**Records from a data collection**
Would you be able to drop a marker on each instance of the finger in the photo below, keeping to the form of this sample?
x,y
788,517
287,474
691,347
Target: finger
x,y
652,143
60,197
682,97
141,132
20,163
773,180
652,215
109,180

**Goal of the exercise**
Turn the listing above into a JSON list of strings, with one string for each line and any blank lines skipped.

**Response**
[
  "Would you be able to drop a marker on each instance of the finger in the photo below, keeping to the form of this sample?",
  "x,y",
  "788,517",
  "287,474",
  "691,347",
  "Target: finger",
  "x,y",
  "652,143",
  "60,197",
  "682,97",
  "141,132",
  "20,163",
  "773,180",
  "652,215",
  "109,180"
]